Given entries –
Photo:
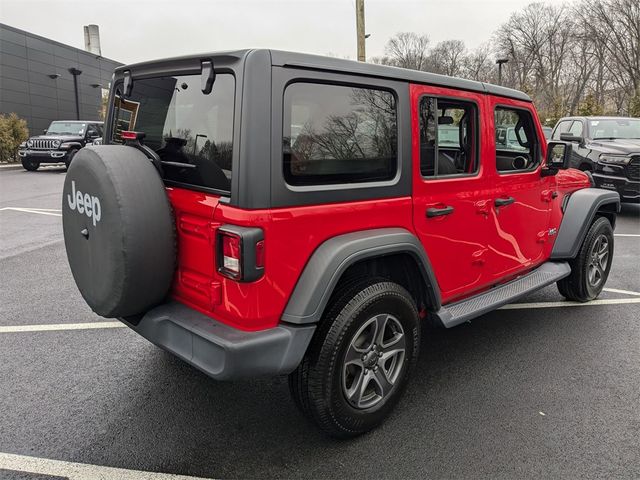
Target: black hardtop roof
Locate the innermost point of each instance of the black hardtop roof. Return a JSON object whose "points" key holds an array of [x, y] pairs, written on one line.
{"points": [[318, 62], [78, 121], [597, 117]]}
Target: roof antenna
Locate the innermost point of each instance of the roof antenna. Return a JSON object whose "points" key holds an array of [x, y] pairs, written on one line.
{"points": [[128, 83], [208, 77]]}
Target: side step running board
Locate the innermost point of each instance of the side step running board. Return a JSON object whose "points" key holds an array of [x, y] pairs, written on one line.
{"points": [[460, 312]]}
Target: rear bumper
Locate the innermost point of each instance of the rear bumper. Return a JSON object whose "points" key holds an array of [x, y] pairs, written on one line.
{"points": [[221, 351], [629, 190]]}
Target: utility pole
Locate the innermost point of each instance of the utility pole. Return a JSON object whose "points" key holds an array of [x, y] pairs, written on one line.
{"points": [[360, 30], [500, 62]]}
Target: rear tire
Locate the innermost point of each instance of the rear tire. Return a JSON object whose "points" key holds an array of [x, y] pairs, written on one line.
{"points": [[590, 269], [359, 360], [30, 165]]}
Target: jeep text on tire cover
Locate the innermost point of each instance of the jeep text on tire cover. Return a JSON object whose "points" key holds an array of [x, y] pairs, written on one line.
{"points": [[262, 213], [84, 203]]}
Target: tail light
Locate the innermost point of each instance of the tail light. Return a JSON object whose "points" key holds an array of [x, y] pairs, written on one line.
{"points": [[240, 252]]}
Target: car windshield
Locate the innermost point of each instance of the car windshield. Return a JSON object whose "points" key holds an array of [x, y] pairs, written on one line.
{"points": [[615, 128], [67, 128], [192, 132]]}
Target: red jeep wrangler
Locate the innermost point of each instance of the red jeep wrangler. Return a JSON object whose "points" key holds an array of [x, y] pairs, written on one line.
{"points": [[262, 213]]}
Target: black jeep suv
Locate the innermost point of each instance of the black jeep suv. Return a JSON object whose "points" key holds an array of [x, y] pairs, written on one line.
{"points": [[60, 142], [609, 147]]}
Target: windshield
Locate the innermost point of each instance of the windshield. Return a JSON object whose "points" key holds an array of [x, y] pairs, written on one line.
{"points": [[67, 128], [615, 128], [182, 125]]}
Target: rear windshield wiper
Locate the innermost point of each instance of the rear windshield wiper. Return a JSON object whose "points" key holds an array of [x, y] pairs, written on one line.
{"points": [[178, 164]]}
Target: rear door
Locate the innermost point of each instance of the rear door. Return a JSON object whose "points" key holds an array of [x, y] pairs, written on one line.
{"points": [[520, 211], [192, 133], [451, 194]]}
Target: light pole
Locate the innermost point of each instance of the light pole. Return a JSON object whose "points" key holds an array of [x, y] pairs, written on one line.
{"points": [[500, 62], [75, 72], [362, 57]]}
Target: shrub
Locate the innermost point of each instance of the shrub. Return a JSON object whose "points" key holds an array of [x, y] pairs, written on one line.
{"points": [[13, 131]]}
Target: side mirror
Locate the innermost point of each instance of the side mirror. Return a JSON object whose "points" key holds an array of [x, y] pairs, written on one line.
{"points": [[568, 137], [558, 156]]}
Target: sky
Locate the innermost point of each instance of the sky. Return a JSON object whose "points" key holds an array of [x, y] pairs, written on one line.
{"points": [[138, 30]]}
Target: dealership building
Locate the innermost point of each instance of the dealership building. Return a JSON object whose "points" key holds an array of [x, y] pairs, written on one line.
{"points": [[42, 80]]}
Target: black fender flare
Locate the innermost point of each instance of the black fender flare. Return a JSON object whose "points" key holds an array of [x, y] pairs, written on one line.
{"points": [[579, 213], [332, 258]]}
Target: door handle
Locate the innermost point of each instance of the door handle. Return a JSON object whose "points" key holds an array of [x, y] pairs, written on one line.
{"points": [[502, 202], [438, 212]]}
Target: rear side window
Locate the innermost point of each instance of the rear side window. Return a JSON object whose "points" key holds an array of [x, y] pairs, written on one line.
{"points": [[563, 127], [184, 126], [517, 146], [448, 137], [338, 134]]}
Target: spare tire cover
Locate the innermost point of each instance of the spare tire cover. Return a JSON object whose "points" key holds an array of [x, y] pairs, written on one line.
{"points": [[118, 230]]}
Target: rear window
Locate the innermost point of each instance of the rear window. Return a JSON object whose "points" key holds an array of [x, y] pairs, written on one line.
{"points": [[184, 126], [338, 134]]}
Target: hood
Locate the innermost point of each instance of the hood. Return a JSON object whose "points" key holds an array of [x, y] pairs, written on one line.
{"points": [[620, 146], [62, 138]]}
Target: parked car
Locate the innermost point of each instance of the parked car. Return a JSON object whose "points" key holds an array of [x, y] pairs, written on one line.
{"points": [[609, 148], [261, 212], [59, 143]]}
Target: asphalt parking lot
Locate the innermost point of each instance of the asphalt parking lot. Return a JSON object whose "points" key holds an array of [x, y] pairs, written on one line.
{"points": [[531, 391]]}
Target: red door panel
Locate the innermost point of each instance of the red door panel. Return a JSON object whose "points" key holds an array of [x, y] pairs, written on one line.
{"points": [[456, 243], [195, 282], [519, 230]]}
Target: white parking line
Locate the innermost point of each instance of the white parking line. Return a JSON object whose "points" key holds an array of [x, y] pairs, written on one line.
{"points": [[38, 211], [624, 292], [78, 471], [60, 326], [608, 301]]}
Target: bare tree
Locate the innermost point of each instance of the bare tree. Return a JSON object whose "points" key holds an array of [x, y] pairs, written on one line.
{"points": [[614, 26], [478, 65], [407, 50], [447, 58]]}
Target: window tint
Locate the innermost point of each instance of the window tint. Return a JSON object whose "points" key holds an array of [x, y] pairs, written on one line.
{"points": [[337, 134], [563, 127], [612, 128], [183, 125], [516, 140], [576, 128], [447, 137]]}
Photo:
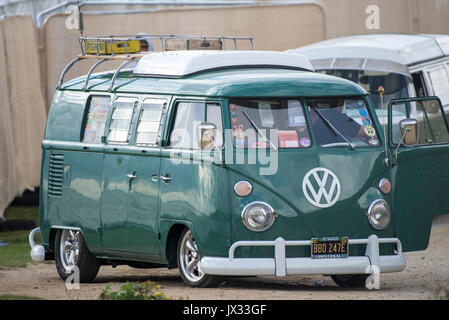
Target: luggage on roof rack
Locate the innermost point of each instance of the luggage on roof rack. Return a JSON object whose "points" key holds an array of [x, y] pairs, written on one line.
{"points": [[131, 47]]}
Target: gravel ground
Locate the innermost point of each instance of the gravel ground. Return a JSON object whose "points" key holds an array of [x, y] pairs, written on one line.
{"points": [[426, 271]]}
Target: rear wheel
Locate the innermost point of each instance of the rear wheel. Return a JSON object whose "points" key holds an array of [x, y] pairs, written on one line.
{"points": [[188, 258], [350, 280], [70, 252]]}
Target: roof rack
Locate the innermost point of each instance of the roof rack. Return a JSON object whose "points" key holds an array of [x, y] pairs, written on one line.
{"points": [[130, 48]]}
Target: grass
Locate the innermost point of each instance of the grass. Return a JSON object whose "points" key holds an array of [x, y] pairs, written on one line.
{"points": [[16, 297], [17, 254]]}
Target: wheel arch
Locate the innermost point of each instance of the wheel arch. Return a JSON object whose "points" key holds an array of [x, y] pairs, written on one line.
{"points": [[172, 239]]}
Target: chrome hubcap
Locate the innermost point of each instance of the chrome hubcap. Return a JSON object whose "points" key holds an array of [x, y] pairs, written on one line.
{"points": [[70, 248], [189, 258]]}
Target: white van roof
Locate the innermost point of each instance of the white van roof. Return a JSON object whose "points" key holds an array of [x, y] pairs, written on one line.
{"points": [[379, 52], [182, 63]]}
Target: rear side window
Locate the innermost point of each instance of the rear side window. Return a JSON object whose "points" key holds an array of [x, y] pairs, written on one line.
{"points": [[188, 116], [149, 121], [96, 115], [119, 129], [439, 78]]}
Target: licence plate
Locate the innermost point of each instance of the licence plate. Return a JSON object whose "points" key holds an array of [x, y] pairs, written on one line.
{"points": [[330, 248]]}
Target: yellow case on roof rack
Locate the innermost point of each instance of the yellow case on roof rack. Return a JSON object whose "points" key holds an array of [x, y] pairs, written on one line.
{"points": [[103, 47]]}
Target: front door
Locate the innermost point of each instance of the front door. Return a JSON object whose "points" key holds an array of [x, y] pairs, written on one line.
{"points": [[114, 199], [143, 179], [421, 172]]}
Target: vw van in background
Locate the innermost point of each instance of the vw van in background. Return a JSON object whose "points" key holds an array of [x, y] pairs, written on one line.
{"points": [[405, 65], [232, 163]]}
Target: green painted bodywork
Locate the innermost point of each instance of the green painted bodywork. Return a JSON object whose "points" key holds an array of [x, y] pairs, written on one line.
{"points": [[132, 220]]}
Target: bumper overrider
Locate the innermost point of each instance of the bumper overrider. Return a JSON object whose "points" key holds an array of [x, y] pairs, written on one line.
{"points": [[280, 266]]}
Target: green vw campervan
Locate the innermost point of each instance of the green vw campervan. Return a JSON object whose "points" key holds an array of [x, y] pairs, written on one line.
{"points": [[228, 163]]}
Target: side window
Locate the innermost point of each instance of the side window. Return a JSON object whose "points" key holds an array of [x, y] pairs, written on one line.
{"points": [[418, 82], [149, 121], [188, 115], [431, 124], [439, 79], [399, 112], [213, 115], [119, 129], [96, 114]]}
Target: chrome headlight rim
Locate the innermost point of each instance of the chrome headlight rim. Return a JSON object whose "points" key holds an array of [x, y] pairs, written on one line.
{"points": [[270, 219], [369, 214]]}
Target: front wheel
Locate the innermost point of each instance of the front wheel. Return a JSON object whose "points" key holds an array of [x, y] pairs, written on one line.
{"points": [[188, 258], [70, 252]]}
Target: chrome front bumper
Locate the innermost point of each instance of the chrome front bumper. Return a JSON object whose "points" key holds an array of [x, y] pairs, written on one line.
{"points": [[280, 266]]}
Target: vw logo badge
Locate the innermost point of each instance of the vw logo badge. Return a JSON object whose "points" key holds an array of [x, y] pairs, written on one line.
{"points": [[321, 187]]}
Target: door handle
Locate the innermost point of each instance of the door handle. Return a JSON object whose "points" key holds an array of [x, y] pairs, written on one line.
{"points": [[165, 178]]}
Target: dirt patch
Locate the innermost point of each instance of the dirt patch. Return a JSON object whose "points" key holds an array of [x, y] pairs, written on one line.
{"points": [[426, 271]]}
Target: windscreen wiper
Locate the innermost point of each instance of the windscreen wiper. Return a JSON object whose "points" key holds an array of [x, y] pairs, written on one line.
{"points": [[259, 131], [333, 129]]}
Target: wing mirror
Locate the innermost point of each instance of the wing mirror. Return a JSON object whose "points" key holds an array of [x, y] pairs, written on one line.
{"points": [[206, 134], [409, 131]]}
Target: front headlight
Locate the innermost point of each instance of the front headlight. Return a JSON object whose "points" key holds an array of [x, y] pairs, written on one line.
{"points": [[379, 214], [258, 216]]}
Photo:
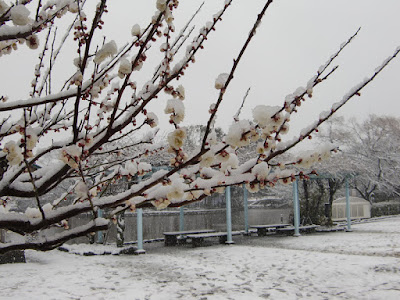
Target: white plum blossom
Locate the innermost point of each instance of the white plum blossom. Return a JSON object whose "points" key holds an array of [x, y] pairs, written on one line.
{"points": [[239, 133], [34, 213], [31, 139], [207, 160], [176, 191], [176, 108], [32, 41], [221, 81], [81, 190], [71, 156], [131, 168], [180, 90], [152, 119], [20, 15], [109, 49], [143, 168], [125, 67], [261, 171], [169, 18], [262, 115], [231, 163], [14, 155], [136, 31], [176, 138], [3, 7], [73, 7], [161, 5]]}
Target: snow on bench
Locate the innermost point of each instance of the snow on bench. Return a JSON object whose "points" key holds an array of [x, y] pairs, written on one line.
{"points": [[262, 229], [290, 230], [171, 238], [198, 239]]}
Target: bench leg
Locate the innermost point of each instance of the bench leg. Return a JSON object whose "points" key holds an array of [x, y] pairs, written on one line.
{"points": [[197, 242], [261, 231], [170, 240], [223, 239]]}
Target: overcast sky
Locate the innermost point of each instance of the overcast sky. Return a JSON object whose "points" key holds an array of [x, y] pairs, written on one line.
{"points": [[295, 38]]}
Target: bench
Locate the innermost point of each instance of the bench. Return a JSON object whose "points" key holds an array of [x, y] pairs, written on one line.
{"points": [[171, 238], [263, 229], [198, 239], [290, 230]]}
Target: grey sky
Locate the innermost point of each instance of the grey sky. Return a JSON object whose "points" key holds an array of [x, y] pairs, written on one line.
{"points": [[295, 38]]}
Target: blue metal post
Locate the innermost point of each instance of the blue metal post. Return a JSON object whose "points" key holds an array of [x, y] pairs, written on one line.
{"points": [[181, 219], [296, 207], [348, 209], [100, 238], [246, 210], [228, 215], [139, 222]]}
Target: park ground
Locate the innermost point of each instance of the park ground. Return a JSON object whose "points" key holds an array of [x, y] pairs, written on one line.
{"points": [[362, 264]]}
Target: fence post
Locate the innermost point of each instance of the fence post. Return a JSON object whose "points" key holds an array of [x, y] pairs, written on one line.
{"points": [[139, 222], [246, 210], [181, 219], [228, 215], [296, 207], [348, 209], [100, 237]]}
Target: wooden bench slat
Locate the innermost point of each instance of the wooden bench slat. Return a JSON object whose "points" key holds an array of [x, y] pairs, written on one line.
{"points": [[198, 239], [171, 238]]}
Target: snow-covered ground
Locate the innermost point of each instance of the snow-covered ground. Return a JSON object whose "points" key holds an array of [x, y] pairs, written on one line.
{"points": [[363, 264]]}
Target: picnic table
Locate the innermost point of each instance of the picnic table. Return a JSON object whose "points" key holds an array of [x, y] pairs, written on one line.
{"points": [[262, 229], [171, 238], [198, 238], [290, 230]]}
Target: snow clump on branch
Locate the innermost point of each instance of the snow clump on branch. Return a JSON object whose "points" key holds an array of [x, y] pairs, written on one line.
{"points": [[221, 81], [176, 108], [19, 15], [14, 155], [176, 138], [109, 49]]}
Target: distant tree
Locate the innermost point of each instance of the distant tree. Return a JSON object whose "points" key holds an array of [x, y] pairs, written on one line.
{"points": [[369, 150], [79, 113]]}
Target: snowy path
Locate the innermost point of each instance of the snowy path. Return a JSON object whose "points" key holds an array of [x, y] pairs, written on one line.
{"points": [[363, 264]]}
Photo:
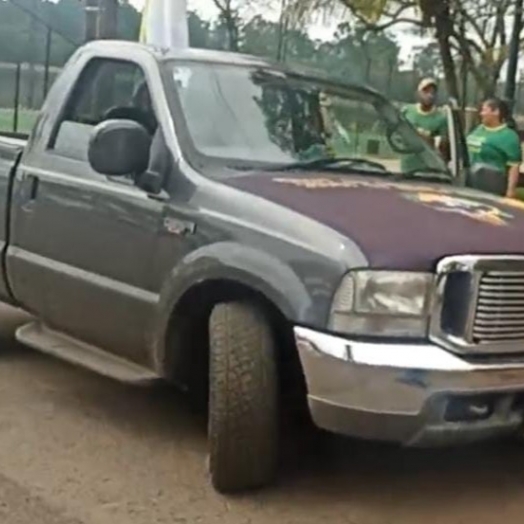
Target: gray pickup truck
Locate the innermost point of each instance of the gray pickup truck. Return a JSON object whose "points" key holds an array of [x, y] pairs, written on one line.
{"points": [[244, 229]]}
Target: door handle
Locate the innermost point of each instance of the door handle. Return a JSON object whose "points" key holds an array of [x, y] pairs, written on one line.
{"points": [[33, 182], [29, 190]]}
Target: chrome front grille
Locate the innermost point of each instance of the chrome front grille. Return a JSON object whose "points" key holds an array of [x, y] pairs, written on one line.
{"points": [[479, 304], [499, 313]]}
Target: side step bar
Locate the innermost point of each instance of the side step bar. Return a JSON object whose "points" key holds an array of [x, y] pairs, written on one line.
{"points": [[41, 338]]}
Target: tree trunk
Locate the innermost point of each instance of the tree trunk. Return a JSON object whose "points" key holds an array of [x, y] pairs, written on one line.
{"points": [[511, 80], [443, 24]]}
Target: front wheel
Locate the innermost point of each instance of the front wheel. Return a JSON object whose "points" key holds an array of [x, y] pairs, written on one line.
{"points": [[243, 399]]}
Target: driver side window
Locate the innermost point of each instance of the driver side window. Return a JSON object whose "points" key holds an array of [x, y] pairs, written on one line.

What is expected – From the listing above, please give again the lines that begin with the line holding "Locate the innermost point of each instance of the side window." and go on through the line holding "Target: white plum blossom", exactly, both ends included, minus any picture.

The answer –
Locate the innermost point of each instance of the side window. Return a JSON object whose "points" key holds an array of [x, y] pairs, written on one line.
{"points": [[418, 82], [149, 121], [188, 115], [431, 124], [439, 79], [399, 112], [213, 115], [119, 129], [96, 114]]}
Target: chrome headlight rim
Locate the innermost point of each instance of the chrome headlight rim. Return a JSON object whose "points" key holds an array of [x, y] pairs, written on one line.
{"points": [[270, 219], [369, 214]]}
Target: front wheel
Locate the innermost point of each instance of the front wheel. Return a JSON object whose "points" key holds an array of [x, y] pairs, written on one line.
{"points": [[188, 258], [70, 252]]}
Target: chrome front bumper
Locate the innermost point of each instance of the chrome front bumper. Return a JSON object whose "points" key holds an array of [x, y] pairs, written on one line.
{"points": [[280, 266]]}
Target: vw logo badge
Locate the innermost point of each instance of the vw logo badge. Return a JSON object whose "points" key holds an array of [x, y] pairs, written on one line.
{"points": [[321, 187]]}
Target: door handle
Locate the innermost point of each instance of the door handle. Return a JSON object whose "points" key holds an array of [x, y] pairs, written on one line.
{"points": [[165, 178]]}
Target: dirt patch
Locate the innermost point of each instance of the dirt patch. Return a JSON object whose "points" key holds an array of [x, y] pairs, written on one line.
{"points": [[426, 271]]}
Target: windscreen wiper
Locate the innermost point of each instance of the windscreen wiper. Return a JSON object whose "points" key holds an array of [x, y] pairs, written on one line.
{"points": [[259, 131], [333, 129]]}
Target: wing mirror
Locate the innermost point of each instance of the wing mirror. Return a JSON object whose "points" key holds an array of [x, y] pairs, written on one line.
{"points": [[206, 134], [409, 131]]}
Target: front headlight
Locate the innermost point of each instance of the front headlight. Return a JSON object whose "points" key holds an array of [x, y] pairs, written on one line.
{"points": [[379, 214], [258, 216]]}
Photo:
Target: white plum blossom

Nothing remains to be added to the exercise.